- MATERIAL TO PROCESS -
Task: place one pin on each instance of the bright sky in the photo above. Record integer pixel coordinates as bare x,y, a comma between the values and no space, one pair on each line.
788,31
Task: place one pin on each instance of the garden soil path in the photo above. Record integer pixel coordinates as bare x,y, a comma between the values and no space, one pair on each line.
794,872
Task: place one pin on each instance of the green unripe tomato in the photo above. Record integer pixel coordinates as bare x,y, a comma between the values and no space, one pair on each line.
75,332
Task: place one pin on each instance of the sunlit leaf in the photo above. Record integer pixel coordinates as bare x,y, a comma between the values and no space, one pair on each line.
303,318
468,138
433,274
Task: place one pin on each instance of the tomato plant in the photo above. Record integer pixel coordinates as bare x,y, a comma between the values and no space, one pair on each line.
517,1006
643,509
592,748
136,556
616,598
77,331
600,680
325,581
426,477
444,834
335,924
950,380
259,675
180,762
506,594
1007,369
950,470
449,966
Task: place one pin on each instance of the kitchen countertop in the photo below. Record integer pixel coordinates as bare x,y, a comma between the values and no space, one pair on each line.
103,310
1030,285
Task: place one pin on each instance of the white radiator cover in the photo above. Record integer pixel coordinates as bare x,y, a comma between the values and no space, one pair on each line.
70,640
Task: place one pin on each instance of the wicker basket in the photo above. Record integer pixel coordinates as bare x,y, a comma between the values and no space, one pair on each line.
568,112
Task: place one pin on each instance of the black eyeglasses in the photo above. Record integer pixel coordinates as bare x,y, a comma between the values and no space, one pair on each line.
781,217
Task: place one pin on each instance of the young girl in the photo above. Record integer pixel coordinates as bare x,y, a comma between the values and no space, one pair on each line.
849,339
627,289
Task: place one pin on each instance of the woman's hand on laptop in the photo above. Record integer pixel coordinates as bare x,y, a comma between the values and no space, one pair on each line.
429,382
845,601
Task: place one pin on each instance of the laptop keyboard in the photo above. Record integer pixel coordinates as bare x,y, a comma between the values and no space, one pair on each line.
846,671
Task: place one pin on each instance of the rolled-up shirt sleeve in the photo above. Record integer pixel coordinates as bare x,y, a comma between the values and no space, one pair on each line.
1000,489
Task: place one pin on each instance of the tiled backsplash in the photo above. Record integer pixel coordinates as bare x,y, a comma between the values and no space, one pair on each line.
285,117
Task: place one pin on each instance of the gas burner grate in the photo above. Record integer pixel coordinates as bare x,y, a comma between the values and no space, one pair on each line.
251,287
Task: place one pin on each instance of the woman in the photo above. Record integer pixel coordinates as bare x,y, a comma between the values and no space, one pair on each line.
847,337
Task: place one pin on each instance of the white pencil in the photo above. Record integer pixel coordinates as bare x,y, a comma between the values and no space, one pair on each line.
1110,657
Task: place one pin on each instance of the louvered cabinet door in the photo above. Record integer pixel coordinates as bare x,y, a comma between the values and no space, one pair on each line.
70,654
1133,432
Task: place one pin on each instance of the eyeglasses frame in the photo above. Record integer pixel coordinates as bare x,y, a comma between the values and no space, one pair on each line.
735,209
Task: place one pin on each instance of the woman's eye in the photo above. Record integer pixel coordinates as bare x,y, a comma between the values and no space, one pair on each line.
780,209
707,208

- DESCRIPTION OF THE TASK -
Can you write out every line of the records from the line containing "Task: place one pin on each instance of the louvered" through the end of the records, inclusive, shifting each x and y value in the pin coordinates up by 102 and copying all other lines unchanged?

- WORKED SOLUTION -
Task: place one pin on each instance of the louvered cabinet door in the photo above. Record integer pixel coordinates as bare x,y, a comma between the values and no space, one pair on each line.
172,756
1235,534
Task: place one pin on each instance of the eyeglasses frame in the photo above. Record integer pixel coordinates as bare x,y, a comma between the values and no space, one pair on each line.
837,311
Task: place one pin on each instance of the woman's eye in the photo above. Record integer pixel coordinates as bare x,y, a comma between the values and no space, one pair on each line.
882,311
809,310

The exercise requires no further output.